WHAT THE EXERCISE ASKS: Please count the lines below that contain the word "sign", and reply with that number alone.

(Collected data)
%%
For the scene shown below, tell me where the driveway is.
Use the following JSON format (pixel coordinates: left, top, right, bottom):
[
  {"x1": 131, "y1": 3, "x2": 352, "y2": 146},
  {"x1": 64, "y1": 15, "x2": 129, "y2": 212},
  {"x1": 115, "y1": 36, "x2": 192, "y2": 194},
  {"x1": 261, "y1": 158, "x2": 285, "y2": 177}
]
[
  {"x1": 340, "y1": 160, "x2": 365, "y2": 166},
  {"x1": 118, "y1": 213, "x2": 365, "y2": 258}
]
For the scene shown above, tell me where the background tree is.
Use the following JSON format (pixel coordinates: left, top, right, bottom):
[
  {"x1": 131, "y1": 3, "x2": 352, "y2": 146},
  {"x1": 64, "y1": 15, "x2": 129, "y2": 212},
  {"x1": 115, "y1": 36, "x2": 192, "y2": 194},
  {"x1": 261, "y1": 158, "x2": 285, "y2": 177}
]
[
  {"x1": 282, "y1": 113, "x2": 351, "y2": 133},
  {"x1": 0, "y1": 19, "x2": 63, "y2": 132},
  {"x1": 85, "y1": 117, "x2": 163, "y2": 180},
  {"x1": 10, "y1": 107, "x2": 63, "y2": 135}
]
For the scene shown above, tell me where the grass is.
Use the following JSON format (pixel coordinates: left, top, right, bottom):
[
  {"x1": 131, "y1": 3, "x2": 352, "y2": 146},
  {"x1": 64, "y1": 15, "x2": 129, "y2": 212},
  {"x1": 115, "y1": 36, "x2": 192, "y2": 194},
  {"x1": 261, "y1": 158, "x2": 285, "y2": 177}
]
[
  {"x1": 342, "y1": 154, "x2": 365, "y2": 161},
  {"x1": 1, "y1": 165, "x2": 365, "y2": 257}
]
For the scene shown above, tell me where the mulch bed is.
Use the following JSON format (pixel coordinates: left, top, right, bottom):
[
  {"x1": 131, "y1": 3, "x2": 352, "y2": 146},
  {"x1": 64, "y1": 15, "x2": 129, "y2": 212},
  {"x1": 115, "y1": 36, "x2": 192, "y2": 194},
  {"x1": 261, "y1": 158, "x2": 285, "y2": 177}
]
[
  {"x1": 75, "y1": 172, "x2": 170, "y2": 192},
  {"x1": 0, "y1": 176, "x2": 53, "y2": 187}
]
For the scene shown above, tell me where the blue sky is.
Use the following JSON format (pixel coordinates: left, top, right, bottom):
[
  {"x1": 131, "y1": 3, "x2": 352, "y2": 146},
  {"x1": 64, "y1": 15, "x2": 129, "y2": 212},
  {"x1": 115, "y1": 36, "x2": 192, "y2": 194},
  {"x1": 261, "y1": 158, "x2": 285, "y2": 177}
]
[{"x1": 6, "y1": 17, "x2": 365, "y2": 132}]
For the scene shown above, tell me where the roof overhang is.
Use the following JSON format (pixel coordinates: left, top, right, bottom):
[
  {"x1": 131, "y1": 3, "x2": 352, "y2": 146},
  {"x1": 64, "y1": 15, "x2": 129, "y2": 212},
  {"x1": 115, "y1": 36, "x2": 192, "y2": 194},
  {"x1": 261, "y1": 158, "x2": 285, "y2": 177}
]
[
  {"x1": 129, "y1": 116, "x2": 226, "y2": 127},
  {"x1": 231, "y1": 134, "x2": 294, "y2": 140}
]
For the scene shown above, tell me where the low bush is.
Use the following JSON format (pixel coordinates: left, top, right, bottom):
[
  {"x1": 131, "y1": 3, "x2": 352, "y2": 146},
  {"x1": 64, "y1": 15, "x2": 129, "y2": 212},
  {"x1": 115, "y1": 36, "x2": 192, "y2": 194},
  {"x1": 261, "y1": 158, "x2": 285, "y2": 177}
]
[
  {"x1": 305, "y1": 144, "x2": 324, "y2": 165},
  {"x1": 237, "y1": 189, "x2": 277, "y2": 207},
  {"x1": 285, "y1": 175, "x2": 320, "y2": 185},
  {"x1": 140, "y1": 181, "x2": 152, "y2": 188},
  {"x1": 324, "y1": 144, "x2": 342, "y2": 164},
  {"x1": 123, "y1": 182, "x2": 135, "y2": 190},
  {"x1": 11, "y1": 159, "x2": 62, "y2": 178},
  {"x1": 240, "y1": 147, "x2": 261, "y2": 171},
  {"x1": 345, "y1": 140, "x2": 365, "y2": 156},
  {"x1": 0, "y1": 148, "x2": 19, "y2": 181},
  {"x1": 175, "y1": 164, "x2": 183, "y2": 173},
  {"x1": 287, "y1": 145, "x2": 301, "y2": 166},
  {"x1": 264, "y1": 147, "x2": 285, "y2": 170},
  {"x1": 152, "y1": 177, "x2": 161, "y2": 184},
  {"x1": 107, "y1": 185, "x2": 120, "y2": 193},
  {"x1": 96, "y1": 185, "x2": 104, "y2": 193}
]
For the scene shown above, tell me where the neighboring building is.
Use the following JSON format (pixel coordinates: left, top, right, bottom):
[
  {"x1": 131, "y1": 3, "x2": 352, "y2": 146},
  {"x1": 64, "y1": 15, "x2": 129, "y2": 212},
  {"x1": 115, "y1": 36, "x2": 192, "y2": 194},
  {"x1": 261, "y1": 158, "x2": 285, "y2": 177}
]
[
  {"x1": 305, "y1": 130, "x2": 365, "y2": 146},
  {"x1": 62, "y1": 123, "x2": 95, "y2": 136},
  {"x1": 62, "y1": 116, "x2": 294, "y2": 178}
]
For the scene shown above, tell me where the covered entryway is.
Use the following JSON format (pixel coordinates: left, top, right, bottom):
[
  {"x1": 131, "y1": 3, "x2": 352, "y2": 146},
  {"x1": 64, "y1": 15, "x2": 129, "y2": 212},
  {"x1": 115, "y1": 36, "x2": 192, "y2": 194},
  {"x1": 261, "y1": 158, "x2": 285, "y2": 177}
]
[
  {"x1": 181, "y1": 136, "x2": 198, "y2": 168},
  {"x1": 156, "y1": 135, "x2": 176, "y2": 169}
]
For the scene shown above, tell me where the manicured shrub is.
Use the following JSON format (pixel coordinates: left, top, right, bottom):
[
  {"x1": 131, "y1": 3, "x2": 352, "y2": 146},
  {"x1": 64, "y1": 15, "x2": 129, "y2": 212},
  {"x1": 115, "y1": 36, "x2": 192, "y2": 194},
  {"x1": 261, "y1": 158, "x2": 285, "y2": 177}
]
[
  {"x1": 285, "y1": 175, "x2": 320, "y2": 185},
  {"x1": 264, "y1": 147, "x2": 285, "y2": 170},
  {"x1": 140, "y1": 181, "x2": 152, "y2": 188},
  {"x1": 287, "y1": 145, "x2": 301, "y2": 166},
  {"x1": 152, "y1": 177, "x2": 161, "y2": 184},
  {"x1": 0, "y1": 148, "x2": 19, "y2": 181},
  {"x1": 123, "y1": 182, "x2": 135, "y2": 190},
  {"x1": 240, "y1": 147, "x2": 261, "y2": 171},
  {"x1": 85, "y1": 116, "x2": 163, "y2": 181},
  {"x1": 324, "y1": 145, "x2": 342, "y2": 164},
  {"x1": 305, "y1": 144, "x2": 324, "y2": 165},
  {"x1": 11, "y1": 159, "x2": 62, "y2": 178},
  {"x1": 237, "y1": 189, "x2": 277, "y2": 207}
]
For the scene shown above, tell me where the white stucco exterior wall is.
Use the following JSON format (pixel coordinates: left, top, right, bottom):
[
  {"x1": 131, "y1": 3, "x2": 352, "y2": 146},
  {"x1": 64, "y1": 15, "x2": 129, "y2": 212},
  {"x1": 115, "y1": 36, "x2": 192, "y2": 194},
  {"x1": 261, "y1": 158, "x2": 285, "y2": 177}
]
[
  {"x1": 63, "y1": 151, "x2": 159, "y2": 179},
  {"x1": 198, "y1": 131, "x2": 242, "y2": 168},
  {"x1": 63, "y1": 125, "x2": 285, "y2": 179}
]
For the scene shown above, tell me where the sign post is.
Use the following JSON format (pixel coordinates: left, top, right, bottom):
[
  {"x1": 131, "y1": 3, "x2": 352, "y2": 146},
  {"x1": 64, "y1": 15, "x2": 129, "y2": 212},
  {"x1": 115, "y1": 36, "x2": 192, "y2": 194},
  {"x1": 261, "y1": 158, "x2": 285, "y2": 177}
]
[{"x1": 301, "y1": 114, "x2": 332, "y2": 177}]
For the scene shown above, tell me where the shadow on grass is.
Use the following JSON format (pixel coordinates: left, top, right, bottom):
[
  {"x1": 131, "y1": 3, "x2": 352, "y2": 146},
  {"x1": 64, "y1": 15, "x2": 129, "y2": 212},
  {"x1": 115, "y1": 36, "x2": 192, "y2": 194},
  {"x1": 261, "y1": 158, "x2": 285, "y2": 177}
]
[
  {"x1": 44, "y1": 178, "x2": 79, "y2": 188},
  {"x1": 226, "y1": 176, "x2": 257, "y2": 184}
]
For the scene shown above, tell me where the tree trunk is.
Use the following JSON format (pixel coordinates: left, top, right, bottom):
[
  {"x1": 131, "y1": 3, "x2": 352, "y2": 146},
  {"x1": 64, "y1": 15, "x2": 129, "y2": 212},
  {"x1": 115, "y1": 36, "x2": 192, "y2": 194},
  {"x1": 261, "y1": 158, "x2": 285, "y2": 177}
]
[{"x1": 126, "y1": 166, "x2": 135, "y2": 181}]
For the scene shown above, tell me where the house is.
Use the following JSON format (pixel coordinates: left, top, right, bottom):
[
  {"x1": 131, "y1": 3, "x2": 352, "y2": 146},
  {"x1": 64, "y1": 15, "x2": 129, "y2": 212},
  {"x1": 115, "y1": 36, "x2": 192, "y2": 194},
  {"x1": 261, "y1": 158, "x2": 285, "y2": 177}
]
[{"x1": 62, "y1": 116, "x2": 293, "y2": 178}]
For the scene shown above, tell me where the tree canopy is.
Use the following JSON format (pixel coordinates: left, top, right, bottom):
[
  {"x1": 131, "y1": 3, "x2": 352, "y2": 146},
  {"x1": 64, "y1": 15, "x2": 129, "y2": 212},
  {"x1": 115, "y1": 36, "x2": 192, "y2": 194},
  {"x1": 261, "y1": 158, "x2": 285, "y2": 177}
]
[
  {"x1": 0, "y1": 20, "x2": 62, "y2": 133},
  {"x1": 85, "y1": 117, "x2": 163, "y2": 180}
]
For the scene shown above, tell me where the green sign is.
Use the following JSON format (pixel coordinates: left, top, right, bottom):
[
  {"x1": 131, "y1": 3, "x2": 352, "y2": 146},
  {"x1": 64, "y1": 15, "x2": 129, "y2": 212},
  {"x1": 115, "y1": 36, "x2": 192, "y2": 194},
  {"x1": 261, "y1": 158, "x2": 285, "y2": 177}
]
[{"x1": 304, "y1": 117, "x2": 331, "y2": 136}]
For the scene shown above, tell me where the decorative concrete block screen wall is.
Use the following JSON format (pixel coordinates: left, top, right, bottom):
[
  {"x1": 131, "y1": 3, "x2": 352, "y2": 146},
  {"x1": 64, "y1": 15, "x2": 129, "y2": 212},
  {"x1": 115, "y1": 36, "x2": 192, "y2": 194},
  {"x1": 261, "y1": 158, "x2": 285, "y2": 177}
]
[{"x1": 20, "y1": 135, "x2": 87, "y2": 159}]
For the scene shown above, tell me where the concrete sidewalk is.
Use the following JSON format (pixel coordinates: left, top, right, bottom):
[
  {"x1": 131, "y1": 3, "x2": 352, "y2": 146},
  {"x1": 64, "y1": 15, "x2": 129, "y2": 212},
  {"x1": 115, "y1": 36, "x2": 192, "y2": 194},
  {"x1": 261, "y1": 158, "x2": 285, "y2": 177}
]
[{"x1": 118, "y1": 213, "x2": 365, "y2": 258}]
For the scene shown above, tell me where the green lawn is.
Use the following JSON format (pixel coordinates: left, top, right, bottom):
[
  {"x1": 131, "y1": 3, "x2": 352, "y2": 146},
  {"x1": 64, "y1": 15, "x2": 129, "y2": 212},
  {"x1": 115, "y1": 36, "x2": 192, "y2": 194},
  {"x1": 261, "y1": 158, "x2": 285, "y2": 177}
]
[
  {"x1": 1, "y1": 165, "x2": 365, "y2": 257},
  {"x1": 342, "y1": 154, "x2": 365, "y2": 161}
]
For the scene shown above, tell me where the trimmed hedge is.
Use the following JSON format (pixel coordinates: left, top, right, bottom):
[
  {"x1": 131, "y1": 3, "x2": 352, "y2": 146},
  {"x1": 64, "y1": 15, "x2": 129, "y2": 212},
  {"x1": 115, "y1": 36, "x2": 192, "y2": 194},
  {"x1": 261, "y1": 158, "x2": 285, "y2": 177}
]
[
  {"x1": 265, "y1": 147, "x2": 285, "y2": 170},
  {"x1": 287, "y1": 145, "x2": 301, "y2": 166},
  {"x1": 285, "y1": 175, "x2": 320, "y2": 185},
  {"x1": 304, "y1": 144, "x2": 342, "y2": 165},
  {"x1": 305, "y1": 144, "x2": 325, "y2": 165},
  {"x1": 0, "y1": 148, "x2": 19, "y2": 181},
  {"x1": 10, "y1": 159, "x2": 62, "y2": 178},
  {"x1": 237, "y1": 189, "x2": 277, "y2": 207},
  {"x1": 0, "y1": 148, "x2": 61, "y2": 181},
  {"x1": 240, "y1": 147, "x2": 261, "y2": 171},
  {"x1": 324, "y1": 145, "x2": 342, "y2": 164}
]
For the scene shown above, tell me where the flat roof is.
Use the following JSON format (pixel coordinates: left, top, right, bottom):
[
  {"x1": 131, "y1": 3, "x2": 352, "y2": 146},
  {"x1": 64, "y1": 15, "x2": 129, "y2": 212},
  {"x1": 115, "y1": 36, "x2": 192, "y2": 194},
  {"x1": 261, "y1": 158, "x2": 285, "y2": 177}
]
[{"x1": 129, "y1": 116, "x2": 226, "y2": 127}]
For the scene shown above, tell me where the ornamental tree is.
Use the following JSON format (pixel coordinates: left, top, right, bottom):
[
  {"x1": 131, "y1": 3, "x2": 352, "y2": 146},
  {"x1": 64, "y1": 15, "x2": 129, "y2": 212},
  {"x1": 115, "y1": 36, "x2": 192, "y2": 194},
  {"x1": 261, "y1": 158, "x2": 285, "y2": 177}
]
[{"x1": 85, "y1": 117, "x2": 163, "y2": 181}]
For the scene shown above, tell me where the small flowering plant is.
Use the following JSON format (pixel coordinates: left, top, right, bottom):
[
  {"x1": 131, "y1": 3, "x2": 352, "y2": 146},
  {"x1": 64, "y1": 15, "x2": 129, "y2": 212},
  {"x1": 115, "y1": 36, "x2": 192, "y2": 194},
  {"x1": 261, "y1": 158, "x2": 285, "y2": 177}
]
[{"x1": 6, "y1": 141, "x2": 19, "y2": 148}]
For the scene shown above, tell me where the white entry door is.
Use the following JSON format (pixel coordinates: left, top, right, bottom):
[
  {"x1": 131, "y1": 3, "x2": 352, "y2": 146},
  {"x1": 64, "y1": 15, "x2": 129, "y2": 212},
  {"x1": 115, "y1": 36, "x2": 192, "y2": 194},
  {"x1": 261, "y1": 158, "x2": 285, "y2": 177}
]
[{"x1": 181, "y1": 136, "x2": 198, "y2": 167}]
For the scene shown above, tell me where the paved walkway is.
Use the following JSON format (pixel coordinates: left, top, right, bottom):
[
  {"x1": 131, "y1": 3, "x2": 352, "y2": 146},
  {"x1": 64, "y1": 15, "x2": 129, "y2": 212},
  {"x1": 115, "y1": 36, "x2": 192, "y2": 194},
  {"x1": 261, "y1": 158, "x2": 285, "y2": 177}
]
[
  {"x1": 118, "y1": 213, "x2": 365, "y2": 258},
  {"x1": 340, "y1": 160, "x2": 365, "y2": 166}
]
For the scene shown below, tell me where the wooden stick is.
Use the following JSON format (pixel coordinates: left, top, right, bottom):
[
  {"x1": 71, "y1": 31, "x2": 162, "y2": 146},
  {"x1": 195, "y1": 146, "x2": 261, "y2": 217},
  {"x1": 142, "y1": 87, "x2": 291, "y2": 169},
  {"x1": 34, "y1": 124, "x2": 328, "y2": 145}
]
%%
WRITTEN ANSWER: 2